Write out the part of the Gaza essay starting at "What I know" and ending at "taxes and weapons.".

▶ [Exercise text]:

[Start of section]

What I know as a soldier is that the deaths in Gaza are as much a U.S. crime as it is an Israeli crime. To be sure, American soldiers are not pulling the trigger. But we are supplying the bombs for them to detonate. It is ours, as Americans, to shoulder this responsibility instead of shirk it. It’s our duty to take responsibility for what our country does in our name, under the banner of our flag and with our taxes and weapons. 

Aaron Bushnell was an active-duty airman who took his own life, with his last words being “I no longer can be complicit in this genocide.” The burden of carrying his share and America’s share of being complicit in the genocide in Gaza crushed him. It was too much for him to carry alone. I wish Aaron was still alive. I wish he could have counted on Americans to do their duty. To share in shouldering our country’s responsibility for the genocide in Gaza.

I marched from the Liberty Bell to the gates of Lockheed Martin to pray with my feet during Holy Week. I found myself on Good Friday standing in front of Lockheed Martin’s gates asking them to stop supplying weapons to a genocide. To read the names of the 13,000 babies killed by the Israeli army. A young Pastor laid down and cradled the names of these babies to his chest, tears sliding down his cheeks soaking into the soil of Lockheed Martin. His three children watched him. Mothers, fathers and kids honored these babies by laying red roses on their names. We bore witness and grieved as Americans, Muslims, Christians, Palestinians and Jews.  

As we raised our voices, a celebrated Black Pastor who knew the price children, mothers and families paid to end segregation led us in singing “We Shall Not Be Moved”. My mind brought me back to standing in the 16th Street Baptist Church. In 1963, four little girls in Sunday school there were killed by a bomb.  

Our country is no stranger to killing, bombs, or massacring children. What we’ve always been in short supply of is ordinary people willing to act when violence kills or harms their neighbor next door or across the ocean. “All it takes for evil to triumph is for good people to do nothing.”  I don’t believe that. I think doing nothing steals our human goodness out from underneath of us. Wrestles it out of our hands, leaving us morally bankrupt and empty as an echo. We need quiet citizens who allow their conscience and commitment to Jesus and Justice to require them to put love on display in public. 

In Iraq, my soldier’s uniform required me to do things that my soul knew violated my soul. When I dug my combat boots into the sand and found the courage to say no by taking the bullets out of my gun, I found myself the proud owner of something I never had before…..freedom. We are always in bondage to what we will kill for. To what we allow. No one is free until we find our freedom not to kill.  

Gaza has inspired a new wave of conscientious objectors. Ben Arad, an 18-year-old Israeli, is refusing his mandated enlistment into the Israeli Army because his conscience won’t allow him to. He was sentenced to 20 days in a military prison. He is joining Tal Mitnick and Sofia Orr who are Israelis serving prison sentences for their conscientious objection. I can’t imagine the courage they have. The hate that must be aimed at them by family, neighbors and their country for the crime of refusing to join the war. His statement says, “I am Ben Arad, I’m 18 years old. I oppose senseless killing, intentional starvation and sickness and the sacrifices of soldiers, civilians and hostages.” U.S. Airman Larry Hebert took leave from his duty station in Spain to go to Washington D.C. to turn in his conscientious objector status. On Easter he began a fast in front of the White House to protest the war in Gaza. The sign around his neck says, “Active Duty Airman Refuses to Eat while Gaza Starves.”

[End of section]

▶ [Records supplied]:
[Start of section]

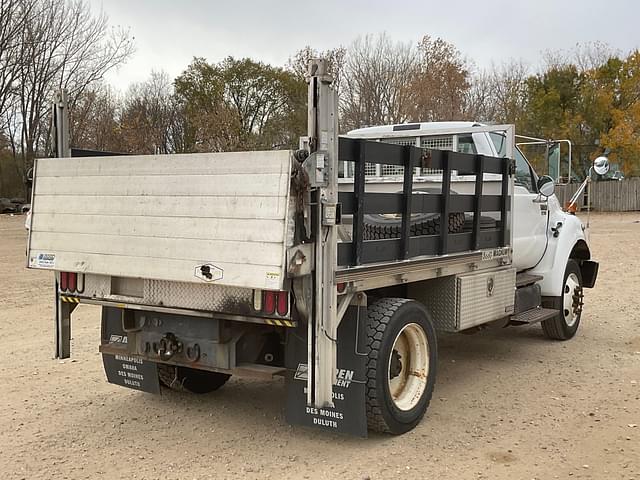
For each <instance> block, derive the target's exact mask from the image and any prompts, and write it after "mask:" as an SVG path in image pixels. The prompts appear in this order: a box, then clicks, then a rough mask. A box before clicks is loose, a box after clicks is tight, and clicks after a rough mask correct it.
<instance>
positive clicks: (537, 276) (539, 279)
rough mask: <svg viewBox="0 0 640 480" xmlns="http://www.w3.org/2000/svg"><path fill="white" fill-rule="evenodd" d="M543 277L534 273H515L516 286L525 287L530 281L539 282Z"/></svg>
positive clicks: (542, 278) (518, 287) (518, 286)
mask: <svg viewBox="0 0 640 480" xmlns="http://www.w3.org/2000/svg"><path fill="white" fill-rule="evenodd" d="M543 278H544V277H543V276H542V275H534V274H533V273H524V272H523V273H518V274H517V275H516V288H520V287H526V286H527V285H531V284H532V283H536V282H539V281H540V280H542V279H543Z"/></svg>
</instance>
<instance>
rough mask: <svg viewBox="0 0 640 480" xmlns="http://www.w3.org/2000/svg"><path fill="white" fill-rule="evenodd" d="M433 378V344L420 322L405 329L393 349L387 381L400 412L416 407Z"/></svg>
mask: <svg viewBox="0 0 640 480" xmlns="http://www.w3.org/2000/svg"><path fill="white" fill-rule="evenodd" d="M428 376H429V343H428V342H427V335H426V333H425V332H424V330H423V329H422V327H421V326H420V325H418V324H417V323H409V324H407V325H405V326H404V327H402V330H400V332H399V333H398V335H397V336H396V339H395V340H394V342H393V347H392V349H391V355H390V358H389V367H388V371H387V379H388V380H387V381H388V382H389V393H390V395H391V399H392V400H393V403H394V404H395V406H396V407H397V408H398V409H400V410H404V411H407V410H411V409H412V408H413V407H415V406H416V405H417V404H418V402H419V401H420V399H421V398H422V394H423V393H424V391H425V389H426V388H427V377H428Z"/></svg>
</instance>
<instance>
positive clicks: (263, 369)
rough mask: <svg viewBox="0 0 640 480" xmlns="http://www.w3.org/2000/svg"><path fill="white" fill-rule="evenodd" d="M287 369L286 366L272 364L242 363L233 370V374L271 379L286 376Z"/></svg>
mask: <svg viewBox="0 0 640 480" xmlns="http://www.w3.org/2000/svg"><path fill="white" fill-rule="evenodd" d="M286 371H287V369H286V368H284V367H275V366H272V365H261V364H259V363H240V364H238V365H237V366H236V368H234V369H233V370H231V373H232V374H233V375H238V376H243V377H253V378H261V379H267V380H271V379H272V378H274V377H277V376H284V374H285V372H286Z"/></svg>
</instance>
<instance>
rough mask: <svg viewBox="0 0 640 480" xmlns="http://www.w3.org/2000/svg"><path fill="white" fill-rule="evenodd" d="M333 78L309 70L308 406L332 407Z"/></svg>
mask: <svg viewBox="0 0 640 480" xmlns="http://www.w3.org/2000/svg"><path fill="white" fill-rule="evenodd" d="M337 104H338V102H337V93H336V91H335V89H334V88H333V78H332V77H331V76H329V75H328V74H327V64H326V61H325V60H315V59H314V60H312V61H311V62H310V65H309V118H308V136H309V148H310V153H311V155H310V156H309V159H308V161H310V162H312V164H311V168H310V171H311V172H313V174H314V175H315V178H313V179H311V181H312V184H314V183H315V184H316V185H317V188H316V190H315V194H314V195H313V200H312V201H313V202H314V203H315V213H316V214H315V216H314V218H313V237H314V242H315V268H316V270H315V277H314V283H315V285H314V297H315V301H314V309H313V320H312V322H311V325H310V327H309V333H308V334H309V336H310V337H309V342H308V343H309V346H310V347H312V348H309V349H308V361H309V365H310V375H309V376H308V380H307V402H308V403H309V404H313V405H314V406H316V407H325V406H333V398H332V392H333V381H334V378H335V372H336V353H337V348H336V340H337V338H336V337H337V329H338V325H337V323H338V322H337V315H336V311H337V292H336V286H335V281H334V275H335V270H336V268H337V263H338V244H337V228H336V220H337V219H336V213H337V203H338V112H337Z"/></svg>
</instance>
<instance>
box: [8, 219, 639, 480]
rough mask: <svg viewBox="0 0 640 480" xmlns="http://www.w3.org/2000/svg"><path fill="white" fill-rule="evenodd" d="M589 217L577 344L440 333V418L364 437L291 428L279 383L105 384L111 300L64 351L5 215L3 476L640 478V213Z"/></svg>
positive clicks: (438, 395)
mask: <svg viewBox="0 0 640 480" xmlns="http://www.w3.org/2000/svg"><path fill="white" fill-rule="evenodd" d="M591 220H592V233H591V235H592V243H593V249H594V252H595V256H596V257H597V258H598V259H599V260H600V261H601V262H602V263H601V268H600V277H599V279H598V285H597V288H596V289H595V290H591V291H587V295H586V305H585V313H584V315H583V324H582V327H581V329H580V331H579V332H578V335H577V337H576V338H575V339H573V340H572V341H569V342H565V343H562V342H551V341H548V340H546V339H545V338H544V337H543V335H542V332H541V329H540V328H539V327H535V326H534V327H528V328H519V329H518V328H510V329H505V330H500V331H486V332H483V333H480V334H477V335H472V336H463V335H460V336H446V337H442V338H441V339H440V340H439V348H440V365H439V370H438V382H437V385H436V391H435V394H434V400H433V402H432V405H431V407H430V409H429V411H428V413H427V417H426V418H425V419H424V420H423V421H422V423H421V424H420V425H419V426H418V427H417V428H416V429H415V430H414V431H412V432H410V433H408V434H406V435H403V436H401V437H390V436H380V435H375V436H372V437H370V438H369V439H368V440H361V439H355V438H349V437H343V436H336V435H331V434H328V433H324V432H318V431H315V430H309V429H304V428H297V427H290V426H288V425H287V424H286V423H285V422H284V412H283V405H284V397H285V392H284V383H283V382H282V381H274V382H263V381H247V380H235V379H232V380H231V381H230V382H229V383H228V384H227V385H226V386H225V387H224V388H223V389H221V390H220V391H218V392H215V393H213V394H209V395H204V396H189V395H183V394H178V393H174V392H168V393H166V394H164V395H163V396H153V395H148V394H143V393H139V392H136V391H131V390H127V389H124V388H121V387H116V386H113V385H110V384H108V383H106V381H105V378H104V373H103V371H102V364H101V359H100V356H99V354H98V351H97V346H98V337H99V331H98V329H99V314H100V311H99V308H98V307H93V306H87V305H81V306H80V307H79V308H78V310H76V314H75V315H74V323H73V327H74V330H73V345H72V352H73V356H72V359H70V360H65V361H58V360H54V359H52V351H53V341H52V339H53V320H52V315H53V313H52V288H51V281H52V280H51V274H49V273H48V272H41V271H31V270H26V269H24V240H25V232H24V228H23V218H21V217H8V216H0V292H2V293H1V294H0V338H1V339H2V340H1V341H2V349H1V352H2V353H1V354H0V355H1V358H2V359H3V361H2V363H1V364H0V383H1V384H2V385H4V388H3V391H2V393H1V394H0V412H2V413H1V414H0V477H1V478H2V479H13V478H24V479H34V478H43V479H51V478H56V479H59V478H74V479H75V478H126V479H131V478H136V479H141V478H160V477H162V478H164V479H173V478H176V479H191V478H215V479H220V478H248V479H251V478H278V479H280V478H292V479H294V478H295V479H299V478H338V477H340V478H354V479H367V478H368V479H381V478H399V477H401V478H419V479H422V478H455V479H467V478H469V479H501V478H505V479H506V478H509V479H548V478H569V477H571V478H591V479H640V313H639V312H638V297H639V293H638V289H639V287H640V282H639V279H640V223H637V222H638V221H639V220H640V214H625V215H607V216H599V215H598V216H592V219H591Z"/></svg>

[End of section]

▶ [Finished task]:
What I know as a soldier is that the deaths in Gaza are as much a U.S. crime as it is an Israeli crime. To be sure, American soldiers are not pulling the trigger. But we are supplying the bombs for them to detonate. It is ours, as Americans, to shoulder this responsibility instead of shirk it. It’s our duty to take responsibility for what our country does in our name, under the banner of our flag and with our taxes and weapons.